# Dataset records on object locations:
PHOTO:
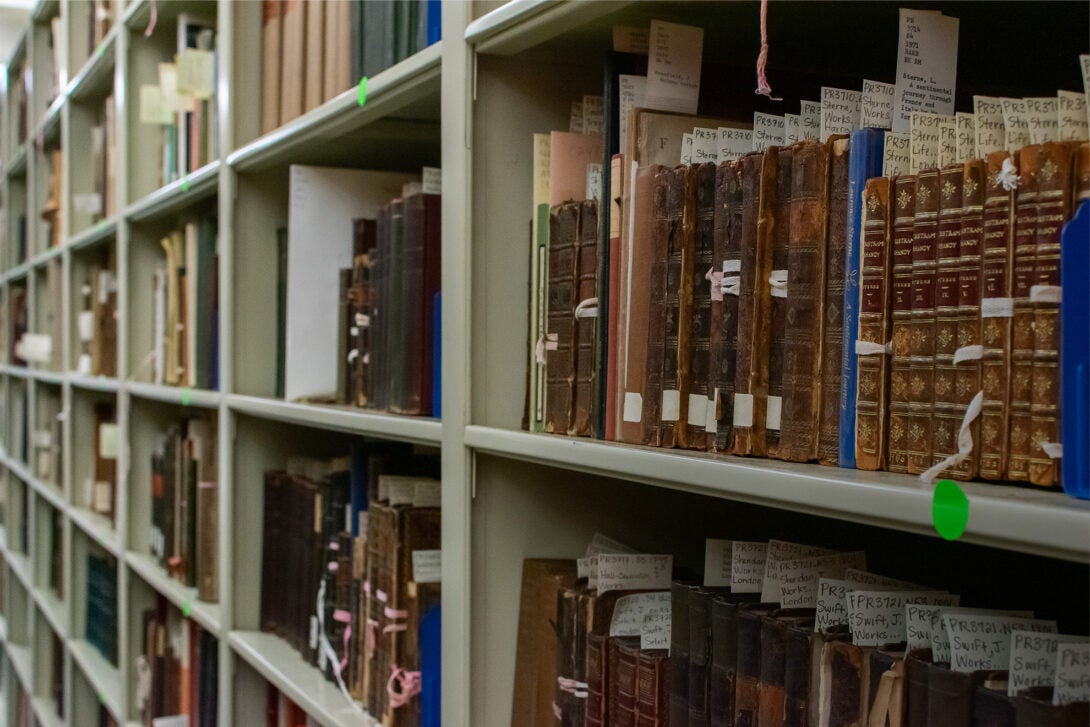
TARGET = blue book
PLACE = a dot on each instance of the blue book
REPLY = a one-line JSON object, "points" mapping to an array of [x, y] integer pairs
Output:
{"points": [[431, 666], [864, 162], [1075, 353]]}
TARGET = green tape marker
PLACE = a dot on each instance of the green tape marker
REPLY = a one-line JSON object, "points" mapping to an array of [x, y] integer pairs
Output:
{"points": [[949, 509]]}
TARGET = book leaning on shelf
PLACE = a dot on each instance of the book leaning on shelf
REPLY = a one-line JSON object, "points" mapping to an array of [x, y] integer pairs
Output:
{"points": [[351, 594]]}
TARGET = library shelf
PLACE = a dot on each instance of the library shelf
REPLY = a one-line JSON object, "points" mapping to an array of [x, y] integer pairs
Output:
{"points": [[97, 529], [420, 429], [1046, 523], [104, 677], [177, 195], [408, 91], [282, 667], [183, 597]]}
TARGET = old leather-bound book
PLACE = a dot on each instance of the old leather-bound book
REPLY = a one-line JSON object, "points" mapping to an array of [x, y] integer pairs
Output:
{"points": [[657, 254], [633, 375], [970, 245], [996, 312], [652, 688], [903, 205], [806, 303], [584, 404], [559, 331], [700, 316], [872, 377], [1024, 274], [681, 208], [777, 299], [758, 185], [946, 416], [828, 445], [1054, 208], [724, 275]]}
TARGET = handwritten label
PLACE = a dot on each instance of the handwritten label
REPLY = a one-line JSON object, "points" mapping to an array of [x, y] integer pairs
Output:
{"points": [[991, 132], [705, 147], [896, 155], [1073, 669], [1042, 116], [924, 135], [717, 562], [983, 642], [877, 617], [633, 571], [427, 566], [630, 610], [1015, 123], [1072, 117], [767, 131], [876, 105], [747, 566], [798, 579], [784, 550], [927, 65], [966, 135], [734, 144], [674, 60], [839, 111]]}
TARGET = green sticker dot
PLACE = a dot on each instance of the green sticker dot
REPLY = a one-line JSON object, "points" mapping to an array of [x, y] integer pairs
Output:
{"points": [[949, 509]]}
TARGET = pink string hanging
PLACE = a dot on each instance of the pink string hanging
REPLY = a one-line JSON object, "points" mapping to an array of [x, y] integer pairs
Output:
{"points": [[762, 82]]}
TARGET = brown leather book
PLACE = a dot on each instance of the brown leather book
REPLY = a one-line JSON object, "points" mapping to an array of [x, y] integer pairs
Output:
{"points": [[632, 344], [559, 331], [652, 688], [946, 415], [1053, 209], [724, 324], [700, 317], [657, 251], [996, 311], [536, 645], [806, 303], [828, 444], [904, 211], [777, 300], [584, 403], [970, 244], [872, 379], [681, 208], [1024, 274], [751, 380], [1033, 709]]}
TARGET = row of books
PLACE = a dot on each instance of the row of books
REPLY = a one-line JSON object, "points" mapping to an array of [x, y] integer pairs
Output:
{"points": [[778, 634], [351, 571], [184, 528], [185, 301], [313, 50], [178, 669], [358, 289]]}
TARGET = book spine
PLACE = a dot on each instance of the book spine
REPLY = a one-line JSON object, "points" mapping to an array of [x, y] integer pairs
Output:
{"points": [[700, 318], [872, 398], [806, 283], [946, 417], [828, 445], [1054, 208], [967, 377], [995, 311], [1024, 274]]}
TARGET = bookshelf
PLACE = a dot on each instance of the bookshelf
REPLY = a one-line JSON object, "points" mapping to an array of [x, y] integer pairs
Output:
{"points": [[468, 104]]}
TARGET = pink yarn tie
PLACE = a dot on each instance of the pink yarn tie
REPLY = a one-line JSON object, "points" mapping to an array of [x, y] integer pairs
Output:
{"points": [[762, 82]]}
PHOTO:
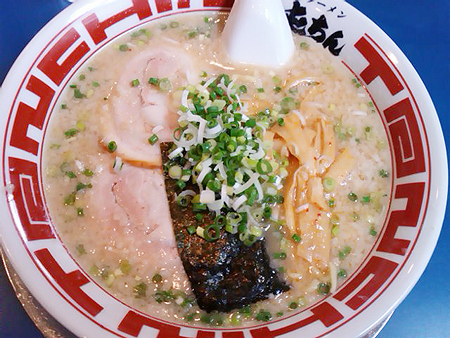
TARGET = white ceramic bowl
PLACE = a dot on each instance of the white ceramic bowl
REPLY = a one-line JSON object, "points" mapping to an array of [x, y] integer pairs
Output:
{"points": [[386, 275]]}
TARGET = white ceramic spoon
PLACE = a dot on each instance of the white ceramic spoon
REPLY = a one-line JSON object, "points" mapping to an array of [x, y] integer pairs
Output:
{"points": [[257, 32]]}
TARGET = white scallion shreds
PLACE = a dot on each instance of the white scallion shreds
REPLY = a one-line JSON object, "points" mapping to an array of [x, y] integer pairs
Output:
{"points": [[239, 201], [118, 164], [207, 196], [175, 153]]}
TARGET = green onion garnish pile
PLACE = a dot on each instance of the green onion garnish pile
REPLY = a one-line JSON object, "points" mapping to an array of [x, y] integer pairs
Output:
{"points": [[219, 148]]}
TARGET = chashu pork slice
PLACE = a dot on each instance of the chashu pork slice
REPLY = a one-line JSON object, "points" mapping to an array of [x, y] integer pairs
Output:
{"points": [[134, 113], [131, 214]]}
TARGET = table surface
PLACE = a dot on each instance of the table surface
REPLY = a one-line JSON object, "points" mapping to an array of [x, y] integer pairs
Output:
{"points": [[420, 29]]}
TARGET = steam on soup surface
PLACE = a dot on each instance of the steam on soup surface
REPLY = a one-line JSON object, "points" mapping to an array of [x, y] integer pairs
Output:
{"points": [[311, 142]]}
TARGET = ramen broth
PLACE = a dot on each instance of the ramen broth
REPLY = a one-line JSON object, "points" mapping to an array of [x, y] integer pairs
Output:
{"points": [[105, 190]]}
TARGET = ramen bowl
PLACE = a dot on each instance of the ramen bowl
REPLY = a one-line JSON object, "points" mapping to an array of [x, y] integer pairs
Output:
{"points": [[387, 273]]}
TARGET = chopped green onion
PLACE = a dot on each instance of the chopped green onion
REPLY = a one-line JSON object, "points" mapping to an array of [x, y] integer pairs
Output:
{"points": [[212, 232], [71, 174], [365, 199], [263, 316], [342, 273], [280, 255], [153, 139], [165, 85], [77, 94]]}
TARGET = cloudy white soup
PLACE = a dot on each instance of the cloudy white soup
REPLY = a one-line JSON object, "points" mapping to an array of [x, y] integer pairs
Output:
{"points": [[205, 192]]}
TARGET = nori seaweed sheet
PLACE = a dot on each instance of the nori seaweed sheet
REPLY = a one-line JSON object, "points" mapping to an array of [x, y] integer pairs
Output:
{"points": [[225, 274]]}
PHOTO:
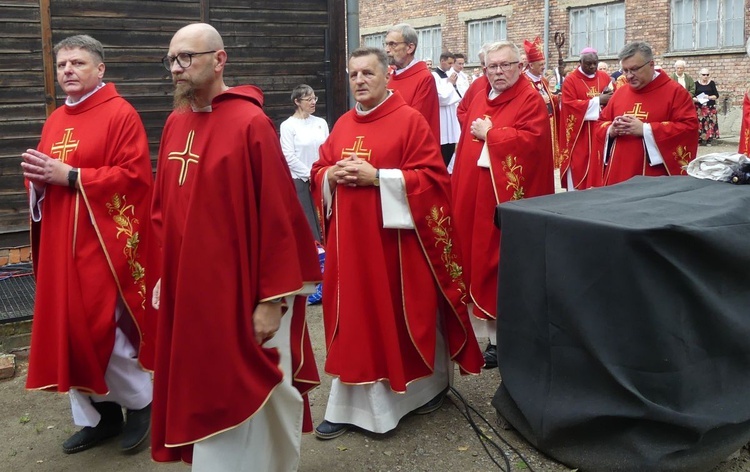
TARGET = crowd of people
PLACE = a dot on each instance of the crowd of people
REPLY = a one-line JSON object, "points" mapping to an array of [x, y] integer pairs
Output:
{"points": [[221, 247]]}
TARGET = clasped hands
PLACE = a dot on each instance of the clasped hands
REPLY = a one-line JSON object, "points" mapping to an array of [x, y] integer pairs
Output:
{"points": [[41, 169], [352, 172], [626, 125]]}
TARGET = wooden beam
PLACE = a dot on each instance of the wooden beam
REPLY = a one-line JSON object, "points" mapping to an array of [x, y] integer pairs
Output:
{"points": [[48, 61]]}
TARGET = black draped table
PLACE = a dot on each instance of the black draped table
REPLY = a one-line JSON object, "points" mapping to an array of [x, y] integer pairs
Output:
{"points": [[624, 324]]}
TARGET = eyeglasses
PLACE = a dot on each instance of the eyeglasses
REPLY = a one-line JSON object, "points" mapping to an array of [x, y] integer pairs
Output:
{"points": [[184, 59], [393, 44], [634, 69], [505, 67]]}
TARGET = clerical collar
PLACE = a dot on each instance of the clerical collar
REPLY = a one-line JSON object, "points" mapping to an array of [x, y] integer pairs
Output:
{"points": [[69, 101], [414, 61], [536, 78], [589, 76], [361, 112]]}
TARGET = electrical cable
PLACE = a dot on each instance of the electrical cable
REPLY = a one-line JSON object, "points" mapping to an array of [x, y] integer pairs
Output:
{"points": [[486, 440]]}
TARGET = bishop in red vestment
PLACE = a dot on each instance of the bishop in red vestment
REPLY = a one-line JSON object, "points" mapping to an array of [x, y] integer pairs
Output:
{"points": [[586, 90], [535, 75], [504, 154], [90, 182], [649, 127], [385, 281], [234, 242], [412, 77]]}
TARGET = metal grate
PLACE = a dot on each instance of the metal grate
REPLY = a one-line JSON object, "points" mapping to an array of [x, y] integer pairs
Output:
{"points": [[17, 289]]}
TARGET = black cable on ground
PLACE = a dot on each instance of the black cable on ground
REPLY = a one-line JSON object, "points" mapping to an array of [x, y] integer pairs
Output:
{"points": [[486, 440]]}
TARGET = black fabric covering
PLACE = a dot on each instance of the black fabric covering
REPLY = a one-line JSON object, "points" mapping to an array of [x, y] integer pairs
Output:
{"points": [[624, 324]]}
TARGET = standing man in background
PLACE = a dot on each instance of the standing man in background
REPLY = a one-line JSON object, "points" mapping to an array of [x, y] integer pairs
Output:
{"points": [[90, 191], [448, 98], [649, 127], [411, 77], [586, 91], [505, 153]]}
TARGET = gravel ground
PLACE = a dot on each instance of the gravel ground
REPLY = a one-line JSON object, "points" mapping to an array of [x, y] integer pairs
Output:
{"points": [[33, 426]]}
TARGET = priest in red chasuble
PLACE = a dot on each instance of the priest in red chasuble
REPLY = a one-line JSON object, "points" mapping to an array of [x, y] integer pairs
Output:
{"points": [[744, 147], [505, 153], [585, 92], [411, 77], [90, 190], [535, 74], [233, 359], [393, 292], [649, 126]]}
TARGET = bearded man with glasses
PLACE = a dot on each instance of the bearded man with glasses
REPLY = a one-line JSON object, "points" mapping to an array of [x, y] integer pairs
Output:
{"points": [[411, 77], [235, 250], [504, 153], [649, 127]]}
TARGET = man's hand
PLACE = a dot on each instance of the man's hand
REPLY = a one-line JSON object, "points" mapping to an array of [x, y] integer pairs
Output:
{"points": [[41, 169], [353, 172], [480, 127], [626, 125], [266, 321]]}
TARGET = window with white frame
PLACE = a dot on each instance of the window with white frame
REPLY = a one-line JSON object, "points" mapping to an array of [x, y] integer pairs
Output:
{"points": [[601, 27], [429, 44], [707, 24], [373, 40], [484, 31]]}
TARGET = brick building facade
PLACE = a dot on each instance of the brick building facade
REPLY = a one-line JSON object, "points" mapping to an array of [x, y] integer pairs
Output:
{"points": [[648, 20]]}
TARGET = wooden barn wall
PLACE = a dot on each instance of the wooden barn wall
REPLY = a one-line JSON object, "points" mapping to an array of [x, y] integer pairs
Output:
{"points": [[274, 44]]}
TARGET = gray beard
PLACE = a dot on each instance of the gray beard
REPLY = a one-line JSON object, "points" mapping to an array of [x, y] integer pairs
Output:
{"points": [[183, 98]]}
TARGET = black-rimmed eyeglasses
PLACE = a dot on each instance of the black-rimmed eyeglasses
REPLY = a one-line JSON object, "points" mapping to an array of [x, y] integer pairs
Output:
{"points": [[634, 69], [184, 59]]}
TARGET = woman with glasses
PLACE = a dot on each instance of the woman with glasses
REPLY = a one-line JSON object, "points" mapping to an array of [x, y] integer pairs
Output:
{"points": [[704, 98], [301, 136]]}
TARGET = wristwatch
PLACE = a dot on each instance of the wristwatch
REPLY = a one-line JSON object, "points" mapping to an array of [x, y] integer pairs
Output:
{"points": [[72, 177]]}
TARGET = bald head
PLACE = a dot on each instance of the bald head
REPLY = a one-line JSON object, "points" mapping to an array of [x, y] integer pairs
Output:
{"points": [[197, 58], [201, 34]]}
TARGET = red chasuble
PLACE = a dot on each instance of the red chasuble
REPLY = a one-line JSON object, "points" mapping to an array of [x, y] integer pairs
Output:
{"points": [[417, 87], [669, 108], [88, 248], [232, 234], [479, 86], [521, 166], [553, 112], [577, 151], [744, 147], [383, 287]]}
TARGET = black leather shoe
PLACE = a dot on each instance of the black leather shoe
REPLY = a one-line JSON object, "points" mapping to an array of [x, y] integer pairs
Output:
{"points": [[431, 405], [137, 427], [328, 430], [490, 357]]}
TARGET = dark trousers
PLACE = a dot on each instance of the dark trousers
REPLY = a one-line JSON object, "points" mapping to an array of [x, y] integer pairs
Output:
{"points": [[447, 150]]}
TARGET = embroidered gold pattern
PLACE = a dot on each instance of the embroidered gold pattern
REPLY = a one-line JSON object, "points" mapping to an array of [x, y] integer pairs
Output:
{"points": [[637, 112], [438, 222], [62, 148], [357, 150], [127, 225], [513, 174], [682, 156], [186, 157]]}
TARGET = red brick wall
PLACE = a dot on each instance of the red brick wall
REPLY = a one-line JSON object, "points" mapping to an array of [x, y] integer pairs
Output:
{"points": [[647, 20]]}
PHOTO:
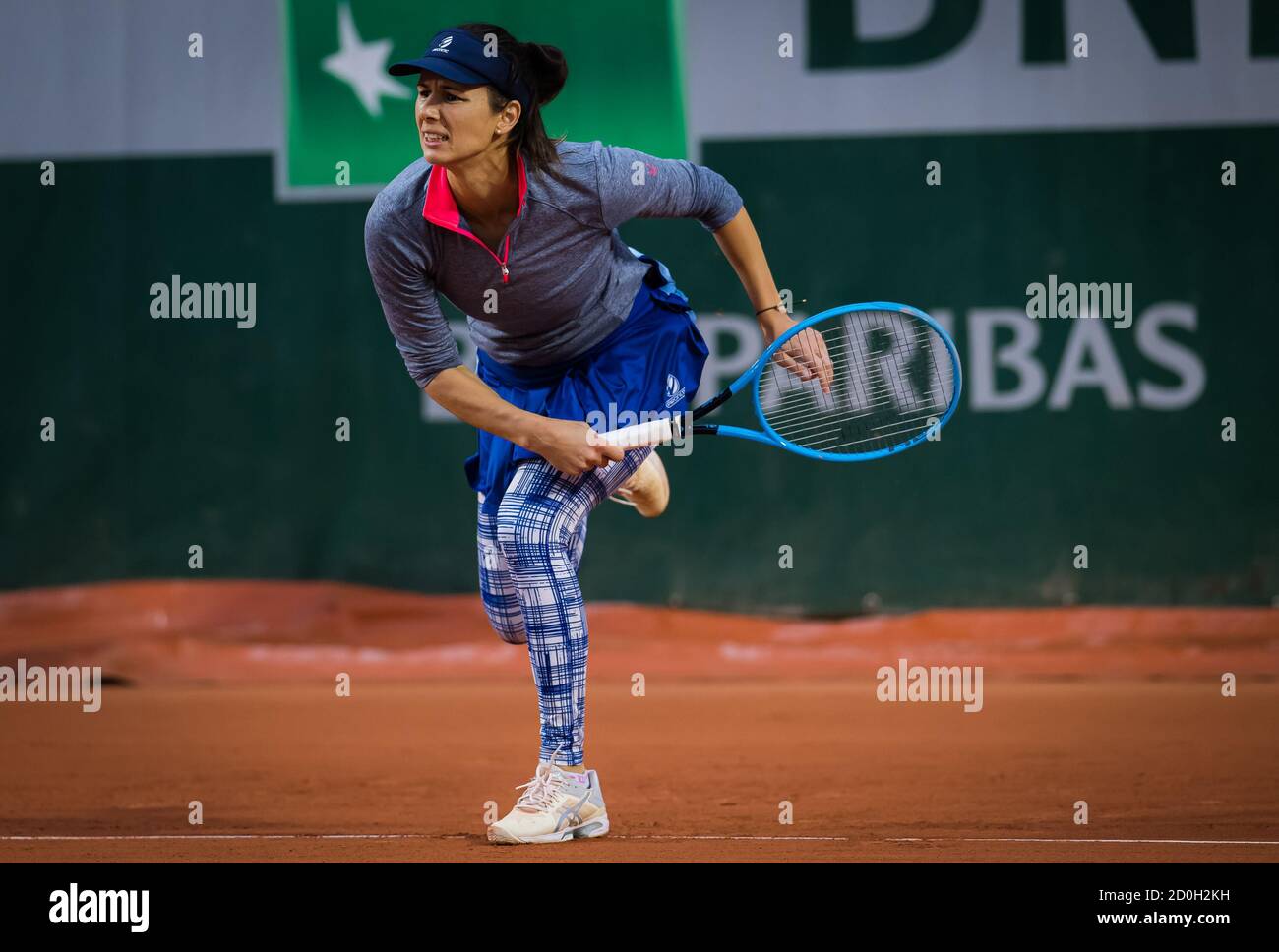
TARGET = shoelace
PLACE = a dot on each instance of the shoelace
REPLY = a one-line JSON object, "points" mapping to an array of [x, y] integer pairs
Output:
{"points": [[542, 788]]}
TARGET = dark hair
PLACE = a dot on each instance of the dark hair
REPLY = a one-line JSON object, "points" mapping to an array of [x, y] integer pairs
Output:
{"points": [[544, 69]]}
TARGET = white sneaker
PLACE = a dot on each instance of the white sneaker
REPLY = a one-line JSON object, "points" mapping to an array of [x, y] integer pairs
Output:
{"points": [[557, 805], [647, 488]]}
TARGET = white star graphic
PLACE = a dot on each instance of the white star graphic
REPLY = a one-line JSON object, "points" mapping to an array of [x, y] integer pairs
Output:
{"points": [[362, 65]]}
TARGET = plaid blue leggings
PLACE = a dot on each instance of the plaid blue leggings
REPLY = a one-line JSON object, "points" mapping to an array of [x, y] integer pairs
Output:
{"points": [[528, 558]]}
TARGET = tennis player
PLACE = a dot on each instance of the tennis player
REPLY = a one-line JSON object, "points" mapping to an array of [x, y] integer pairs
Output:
{"points": [[519, 231]]}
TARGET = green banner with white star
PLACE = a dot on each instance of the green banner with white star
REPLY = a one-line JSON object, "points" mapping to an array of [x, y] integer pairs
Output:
{"points": [[348, 118]]}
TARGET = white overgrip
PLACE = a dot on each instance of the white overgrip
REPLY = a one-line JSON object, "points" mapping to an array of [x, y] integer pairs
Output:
{"points": [[647, 434]]}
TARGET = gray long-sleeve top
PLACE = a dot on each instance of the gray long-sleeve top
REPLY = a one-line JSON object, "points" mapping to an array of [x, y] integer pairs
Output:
{"points": [[561, 281]]}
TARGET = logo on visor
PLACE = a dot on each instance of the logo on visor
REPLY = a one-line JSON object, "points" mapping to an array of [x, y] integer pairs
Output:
{"points": [[674, 392]]}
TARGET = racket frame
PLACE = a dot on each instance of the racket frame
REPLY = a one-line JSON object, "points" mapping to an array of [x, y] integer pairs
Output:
{"points": [[754, 375]]}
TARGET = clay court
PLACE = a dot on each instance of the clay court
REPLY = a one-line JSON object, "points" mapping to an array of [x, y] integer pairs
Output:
{"points": [[224, 692]]}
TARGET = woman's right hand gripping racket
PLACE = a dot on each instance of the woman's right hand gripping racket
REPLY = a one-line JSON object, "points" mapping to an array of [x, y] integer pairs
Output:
{"points": [[851, 384]]}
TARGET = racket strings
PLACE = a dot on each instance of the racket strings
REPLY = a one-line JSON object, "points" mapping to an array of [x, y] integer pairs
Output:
{"points": [[887, 385]]}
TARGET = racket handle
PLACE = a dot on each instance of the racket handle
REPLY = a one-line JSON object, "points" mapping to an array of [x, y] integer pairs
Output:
{"points": [[647, 434]]}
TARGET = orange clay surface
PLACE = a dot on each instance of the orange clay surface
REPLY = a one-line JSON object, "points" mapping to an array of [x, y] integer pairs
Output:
{"points": [[224, 692]]}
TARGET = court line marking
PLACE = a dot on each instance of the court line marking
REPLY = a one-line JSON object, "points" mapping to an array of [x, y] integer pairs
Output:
{"points": [[380, 836], [639, 836]]}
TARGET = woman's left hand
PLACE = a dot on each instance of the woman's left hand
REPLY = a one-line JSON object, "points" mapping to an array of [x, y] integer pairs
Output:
{"points": [[805, 354]]}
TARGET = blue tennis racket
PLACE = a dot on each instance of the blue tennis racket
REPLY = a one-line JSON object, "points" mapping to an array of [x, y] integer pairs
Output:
{"points": [[856, 383]]}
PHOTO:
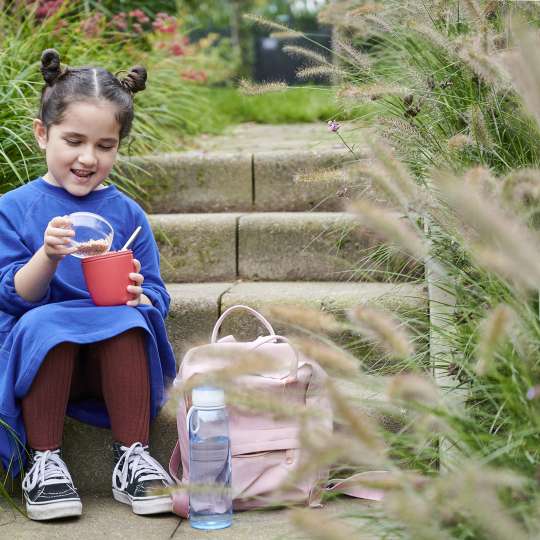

# PROBLEM REQUIREMENTS:
Show every line of the entries above that contains the word "clerical".

# WRITTEN RESPONSE:
TARGET = clerical collar
PLACE = a dot on each instance of the clerical collar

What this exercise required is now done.